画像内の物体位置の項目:
★ ★ ★ ★

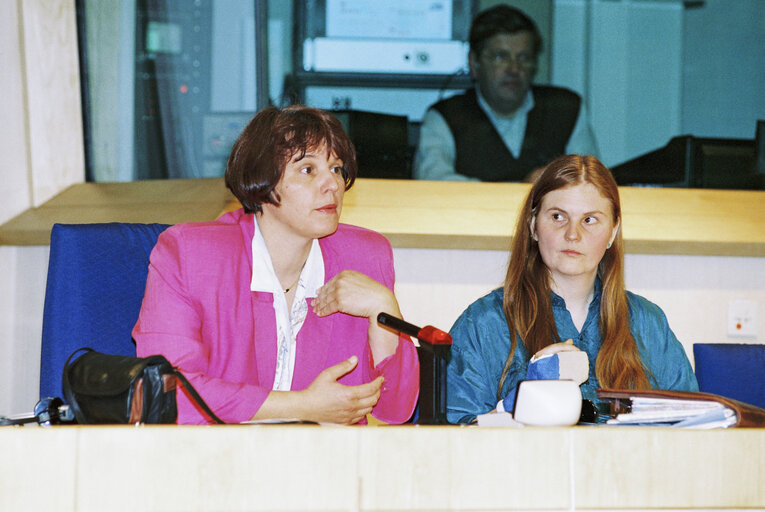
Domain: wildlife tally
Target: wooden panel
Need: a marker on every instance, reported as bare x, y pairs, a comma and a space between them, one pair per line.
294, 467
669, 468
437, 468
427, 214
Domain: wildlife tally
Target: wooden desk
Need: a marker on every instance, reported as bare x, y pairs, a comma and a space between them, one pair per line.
251, 468
425, 214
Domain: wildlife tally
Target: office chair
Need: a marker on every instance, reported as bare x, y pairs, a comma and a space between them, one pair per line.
96, 279
733, 370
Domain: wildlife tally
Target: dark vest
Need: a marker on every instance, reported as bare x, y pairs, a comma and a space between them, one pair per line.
480, 151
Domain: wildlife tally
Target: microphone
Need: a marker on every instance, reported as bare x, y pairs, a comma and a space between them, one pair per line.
428, 334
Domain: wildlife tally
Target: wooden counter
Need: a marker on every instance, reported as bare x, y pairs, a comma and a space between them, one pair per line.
275, 467
426, 214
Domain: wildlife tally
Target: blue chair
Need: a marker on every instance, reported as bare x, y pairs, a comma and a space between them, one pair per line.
733, 370
96, 279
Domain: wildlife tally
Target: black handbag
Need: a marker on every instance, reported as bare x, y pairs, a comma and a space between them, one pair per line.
103, 388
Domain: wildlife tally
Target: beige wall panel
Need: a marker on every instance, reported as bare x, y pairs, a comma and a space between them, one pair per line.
14, 162
38, 470
53, 96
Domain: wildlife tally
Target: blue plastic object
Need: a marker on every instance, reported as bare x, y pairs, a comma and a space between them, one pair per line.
733, 370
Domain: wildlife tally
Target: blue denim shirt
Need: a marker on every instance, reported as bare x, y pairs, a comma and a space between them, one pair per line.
481, 343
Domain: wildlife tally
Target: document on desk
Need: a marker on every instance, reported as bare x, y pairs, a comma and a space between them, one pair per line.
679, 409
676, 413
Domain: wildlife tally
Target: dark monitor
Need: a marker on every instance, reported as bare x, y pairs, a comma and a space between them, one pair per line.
694, 162
381, 141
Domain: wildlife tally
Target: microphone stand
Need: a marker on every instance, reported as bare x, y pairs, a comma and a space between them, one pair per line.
432, 352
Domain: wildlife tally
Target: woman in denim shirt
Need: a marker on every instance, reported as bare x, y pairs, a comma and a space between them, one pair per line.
565, 281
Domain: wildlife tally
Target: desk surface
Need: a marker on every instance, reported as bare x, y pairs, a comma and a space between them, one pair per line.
425, 214
283, 467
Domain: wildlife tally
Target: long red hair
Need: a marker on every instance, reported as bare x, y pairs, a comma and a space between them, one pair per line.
527, 292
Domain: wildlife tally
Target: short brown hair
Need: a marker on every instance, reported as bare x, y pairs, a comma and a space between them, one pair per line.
268, 142
502, 19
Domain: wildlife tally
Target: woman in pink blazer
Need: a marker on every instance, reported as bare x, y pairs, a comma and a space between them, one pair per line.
270, 311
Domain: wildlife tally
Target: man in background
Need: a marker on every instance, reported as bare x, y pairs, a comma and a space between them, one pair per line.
504, 128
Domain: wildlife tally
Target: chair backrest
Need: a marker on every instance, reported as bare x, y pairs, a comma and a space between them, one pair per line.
733, 370
96, 280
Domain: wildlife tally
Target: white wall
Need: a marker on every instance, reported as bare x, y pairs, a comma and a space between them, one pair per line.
41, 153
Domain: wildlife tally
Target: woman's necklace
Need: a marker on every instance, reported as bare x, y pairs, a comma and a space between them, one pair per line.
287, 290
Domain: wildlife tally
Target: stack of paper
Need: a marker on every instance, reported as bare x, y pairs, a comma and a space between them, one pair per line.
676, 413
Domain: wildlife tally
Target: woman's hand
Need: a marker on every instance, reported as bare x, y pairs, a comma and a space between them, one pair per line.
328, 401
355, 294
566, 346
325, 400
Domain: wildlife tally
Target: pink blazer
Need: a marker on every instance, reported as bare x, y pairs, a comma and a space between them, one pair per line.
199, 312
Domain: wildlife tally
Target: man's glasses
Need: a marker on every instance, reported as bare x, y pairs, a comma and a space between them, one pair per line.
524, 61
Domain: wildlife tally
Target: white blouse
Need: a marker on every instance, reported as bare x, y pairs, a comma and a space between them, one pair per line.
288, 324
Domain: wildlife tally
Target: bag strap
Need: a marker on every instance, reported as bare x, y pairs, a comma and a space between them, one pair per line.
184, 381
196, 398
67, 387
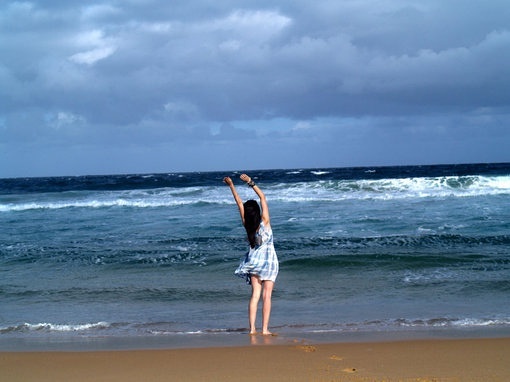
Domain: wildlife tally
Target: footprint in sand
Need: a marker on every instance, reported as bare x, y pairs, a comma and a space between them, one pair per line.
307, 348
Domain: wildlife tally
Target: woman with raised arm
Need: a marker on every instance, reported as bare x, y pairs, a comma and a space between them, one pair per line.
260, 265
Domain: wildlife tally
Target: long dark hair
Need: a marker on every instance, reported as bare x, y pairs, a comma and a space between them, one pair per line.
251, 220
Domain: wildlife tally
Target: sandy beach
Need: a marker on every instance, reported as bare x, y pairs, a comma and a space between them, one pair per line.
416, 360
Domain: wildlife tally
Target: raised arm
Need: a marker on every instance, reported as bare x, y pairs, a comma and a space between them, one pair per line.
262, 197
237, 198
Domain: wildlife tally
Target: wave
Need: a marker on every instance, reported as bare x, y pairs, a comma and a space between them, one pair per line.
312, 191
48, 327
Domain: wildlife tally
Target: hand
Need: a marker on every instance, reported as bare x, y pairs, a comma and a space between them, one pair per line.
228, 181
245, 178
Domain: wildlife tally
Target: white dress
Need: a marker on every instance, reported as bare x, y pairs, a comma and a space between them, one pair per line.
261, 260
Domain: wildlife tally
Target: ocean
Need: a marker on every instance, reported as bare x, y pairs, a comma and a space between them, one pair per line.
363, 252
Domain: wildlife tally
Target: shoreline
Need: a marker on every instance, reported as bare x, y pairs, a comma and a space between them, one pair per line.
444, 360
74, 342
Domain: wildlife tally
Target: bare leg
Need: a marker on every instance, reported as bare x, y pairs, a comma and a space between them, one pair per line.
256, 289
266, 307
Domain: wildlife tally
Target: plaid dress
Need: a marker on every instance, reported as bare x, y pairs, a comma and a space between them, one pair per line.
261, 260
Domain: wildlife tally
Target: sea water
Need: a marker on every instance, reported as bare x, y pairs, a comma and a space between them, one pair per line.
361, 250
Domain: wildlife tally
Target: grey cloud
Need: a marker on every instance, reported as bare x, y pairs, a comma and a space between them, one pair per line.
155, 73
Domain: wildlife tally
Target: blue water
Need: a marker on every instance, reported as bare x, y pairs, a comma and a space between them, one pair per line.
361, 249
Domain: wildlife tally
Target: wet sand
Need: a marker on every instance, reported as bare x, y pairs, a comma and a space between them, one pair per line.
415, 360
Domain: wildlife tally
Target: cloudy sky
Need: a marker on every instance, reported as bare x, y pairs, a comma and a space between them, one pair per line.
137, 86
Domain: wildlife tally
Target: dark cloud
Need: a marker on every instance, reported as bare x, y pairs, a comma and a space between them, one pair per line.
178, 78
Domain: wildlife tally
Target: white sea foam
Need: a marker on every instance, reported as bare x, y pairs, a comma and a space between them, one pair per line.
55, 327
325, 190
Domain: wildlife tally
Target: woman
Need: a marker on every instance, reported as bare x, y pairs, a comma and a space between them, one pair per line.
260, 266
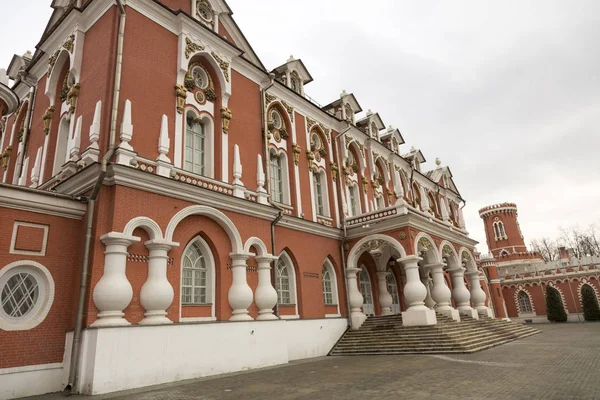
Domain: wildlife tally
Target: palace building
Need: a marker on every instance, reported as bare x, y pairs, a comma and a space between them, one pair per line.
518, 278
171, 208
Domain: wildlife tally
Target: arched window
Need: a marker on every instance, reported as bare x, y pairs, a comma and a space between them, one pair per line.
62, 143
525, 302
196, 275
195, 145
320, 193
326, 280
393, 291
354, 200
276, 178
366, 291
501, 229
379, 202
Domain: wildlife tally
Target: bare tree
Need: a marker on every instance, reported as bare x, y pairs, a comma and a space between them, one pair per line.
580, 242
547, 248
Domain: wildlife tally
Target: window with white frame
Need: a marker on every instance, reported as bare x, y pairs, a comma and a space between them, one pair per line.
26, 295
319, 192
195, 145
379, 202
195, 276
277, 178
525, 302
62, 144
284, 282
354, 200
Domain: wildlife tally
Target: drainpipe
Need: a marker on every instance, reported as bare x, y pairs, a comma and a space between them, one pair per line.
343, 214
76, 345
26, 129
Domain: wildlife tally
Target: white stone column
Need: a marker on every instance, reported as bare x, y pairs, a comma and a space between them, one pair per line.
429, 301
415, 292
357, 317
441, 293
385, 298
460, 293
157, 292
265, 295
240, 294
113, 292
478, 295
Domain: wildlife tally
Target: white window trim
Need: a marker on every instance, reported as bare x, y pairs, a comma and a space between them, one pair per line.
293, 290
324, 191
285, 176
210, 276
60, 146
45, 297
334, 289
209, 142
13, 241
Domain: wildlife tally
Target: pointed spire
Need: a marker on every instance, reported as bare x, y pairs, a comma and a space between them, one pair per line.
76, 144
95, 127
126, 127
262, 197
35, 172
238, 186
163, 141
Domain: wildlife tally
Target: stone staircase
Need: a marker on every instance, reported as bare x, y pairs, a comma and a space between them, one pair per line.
386, 335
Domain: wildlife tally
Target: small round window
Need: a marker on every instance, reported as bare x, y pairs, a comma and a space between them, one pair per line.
205, 12
200, 77
275, 118
26, 295
20, 294
315, 140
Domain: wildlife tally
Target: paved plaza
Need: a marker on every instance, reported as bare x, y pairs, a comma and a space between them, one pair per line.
563, 362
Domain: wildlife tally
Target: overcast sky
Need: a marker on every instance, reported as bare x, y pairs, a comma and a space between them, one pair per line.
506, 93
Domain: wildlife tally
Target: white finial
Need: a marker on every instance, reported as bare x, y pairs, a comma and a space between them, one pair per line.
74, 153
163, 140
95, 128
238, 186
126, 127
3, 77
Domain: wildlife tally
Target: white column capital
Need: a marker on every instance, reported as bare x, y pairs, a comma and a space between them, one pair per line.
117, 238
160, 244
267, 258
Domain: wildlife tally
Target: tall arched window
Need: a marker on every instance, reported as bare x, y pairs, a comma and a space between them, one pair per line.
195, 277
354, 200
326, 281
367, 292
525, 302
62, 143
276, 178
319, 193
393, 291
195, 145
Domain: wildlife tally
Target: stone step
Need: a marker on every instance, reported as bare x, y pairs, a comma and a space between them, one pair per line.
387, 335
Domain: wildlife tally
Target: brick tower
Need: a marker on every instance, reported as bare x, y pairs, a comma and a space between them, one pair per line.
502, 231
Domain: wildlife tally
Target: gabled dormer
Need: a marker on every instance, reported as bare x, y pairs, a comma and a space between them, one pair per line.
371, 124
208, 12
415, 158
293, 74
17, 66
392, 139
344, 108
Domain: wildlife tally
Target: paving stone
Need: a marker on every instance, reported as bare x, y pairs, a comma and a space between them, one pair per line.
560, 363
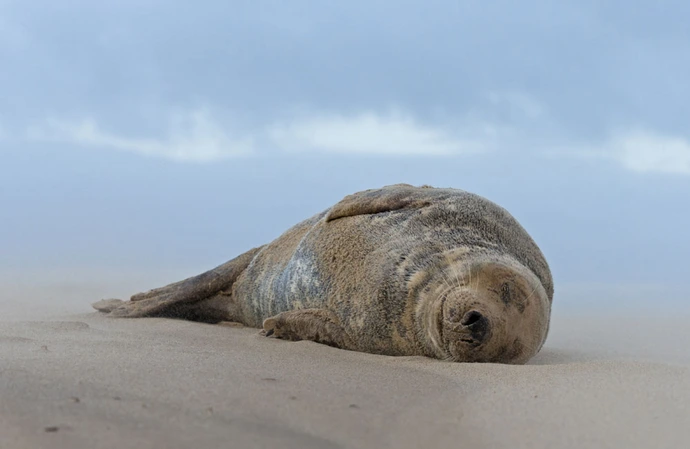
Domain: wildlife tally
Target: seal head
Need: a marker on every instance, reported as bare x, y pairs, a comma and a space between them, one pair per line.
484, 310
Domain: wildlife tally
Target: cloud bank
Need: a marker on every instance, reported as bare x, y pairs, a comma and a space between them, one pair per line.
191, 137
644, 151
369, 133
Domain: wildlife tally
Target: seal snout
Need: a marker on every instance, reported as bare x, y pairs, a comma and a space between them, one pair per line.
477, 325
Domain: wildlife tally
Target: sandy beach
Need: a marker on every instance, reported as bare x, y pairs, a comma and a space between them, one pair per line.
71, 378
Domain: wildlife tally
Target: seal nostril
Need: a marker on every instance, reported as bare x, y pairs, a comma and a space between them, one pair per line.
470, 318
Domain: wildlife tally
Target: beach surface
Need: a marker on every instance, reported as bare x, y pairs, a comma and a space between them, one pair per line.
608, 377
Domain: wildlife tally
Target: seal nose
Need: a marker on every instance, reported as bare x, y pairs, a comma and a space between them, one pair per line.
477, 324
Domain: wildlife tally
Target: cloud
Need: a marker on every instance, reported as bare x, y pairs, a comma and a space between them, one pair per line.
191, 137
371, 133
526, 105
637, 150
643, 151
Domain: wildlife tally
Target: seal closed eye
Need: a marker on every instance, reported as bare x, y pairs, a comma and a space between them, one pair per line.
400, 270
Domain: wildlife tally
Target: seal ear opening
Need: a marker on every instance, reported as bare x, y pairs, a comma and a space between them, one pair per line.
389, 198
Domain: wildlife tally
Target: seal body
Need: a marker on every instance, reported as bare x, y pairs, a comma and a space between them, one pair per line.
400, 270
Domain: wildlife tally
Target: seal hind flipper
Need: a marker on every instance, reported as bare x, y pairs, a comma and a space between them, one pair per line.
177, 299
374, 201
316, 325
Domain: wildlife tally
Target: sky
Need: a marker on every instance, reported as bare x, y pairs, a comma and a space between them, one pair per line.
166, 136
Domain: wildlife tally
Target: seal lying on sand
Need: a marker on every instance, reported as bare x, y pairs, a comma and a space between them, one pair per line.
400, 270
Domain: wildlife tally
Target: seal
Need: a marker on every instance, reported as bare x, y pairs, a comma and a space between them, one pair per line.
400, 270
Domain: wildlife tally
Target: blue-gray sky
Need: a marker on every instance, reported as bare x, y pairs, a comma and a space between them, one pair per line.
174, 135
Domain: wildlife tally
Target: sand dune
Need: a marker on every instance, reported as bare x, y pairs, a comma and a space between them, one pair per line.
75, 379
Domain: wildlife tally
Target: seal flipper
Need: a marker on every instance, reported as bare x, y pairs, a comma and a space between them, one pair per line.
386, 199
178, 299
318, 325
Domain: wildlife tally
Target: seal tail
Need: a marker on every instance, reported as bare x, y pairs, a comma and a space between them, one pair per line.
195, 298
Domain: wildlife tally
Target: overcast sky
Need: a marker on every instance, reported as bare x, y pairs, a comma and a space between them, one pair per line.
168, 135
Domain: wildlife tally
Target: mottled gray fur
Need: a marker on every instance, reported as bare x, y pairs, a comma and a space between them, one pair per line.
400, 270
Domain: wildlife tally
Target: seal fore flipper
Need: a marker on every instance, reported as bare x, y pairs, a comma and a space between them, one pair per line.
389, 198
173, 299
318, 325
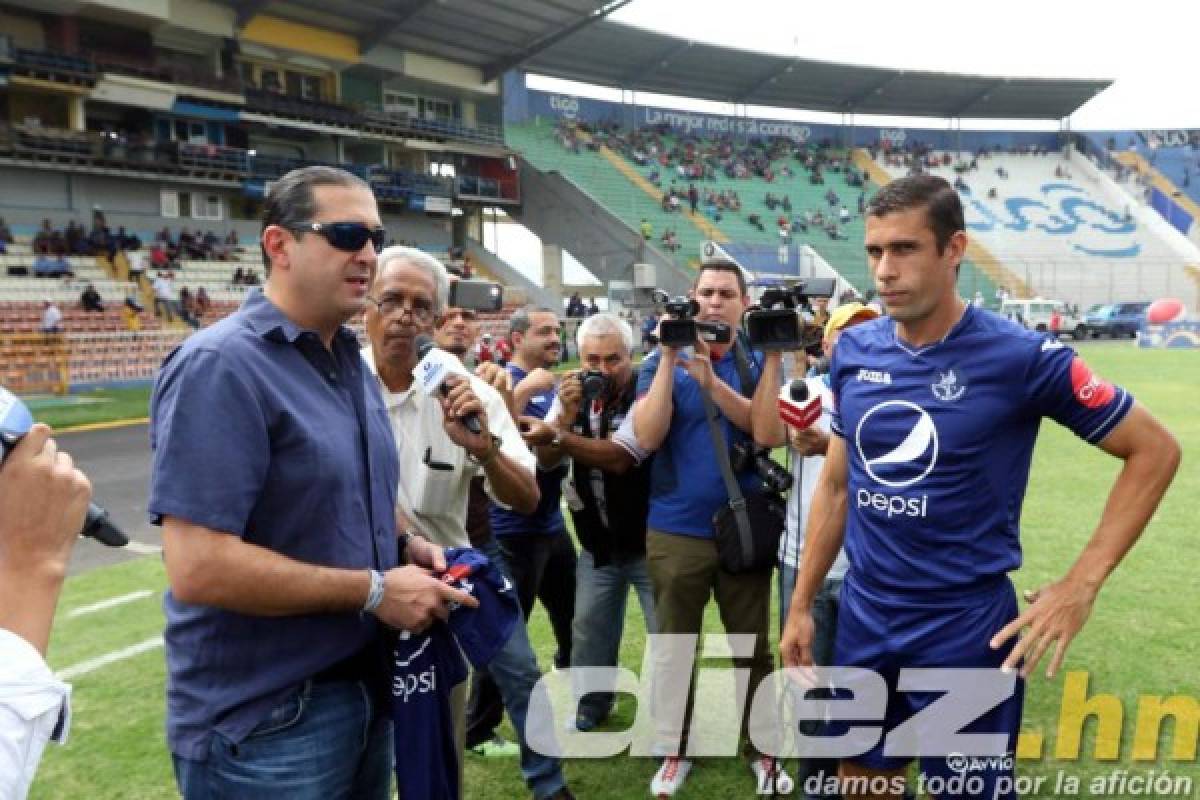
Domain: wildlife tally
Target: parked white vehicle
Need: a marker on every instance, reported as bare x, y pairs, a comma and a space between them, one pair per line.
1038, 314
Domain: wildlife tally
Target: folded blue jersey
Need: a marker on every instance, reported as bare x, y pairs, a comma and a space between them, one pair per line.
427, 666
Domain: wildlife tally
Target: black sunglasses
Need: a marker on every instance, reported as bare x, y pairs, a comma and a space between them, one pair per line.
348, 236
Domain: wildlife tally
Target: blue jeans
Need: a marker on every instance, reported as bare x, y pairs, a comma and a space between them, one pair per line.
826, 603
600, 596
515, 672
328, 741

★ ★ ★ ★

課題の指示:
素材の中で「blazer」という文字列を含む行をすべて返してもらえますか。

この課題の解答:
Target: woman in pink blazer
Target: pink blazer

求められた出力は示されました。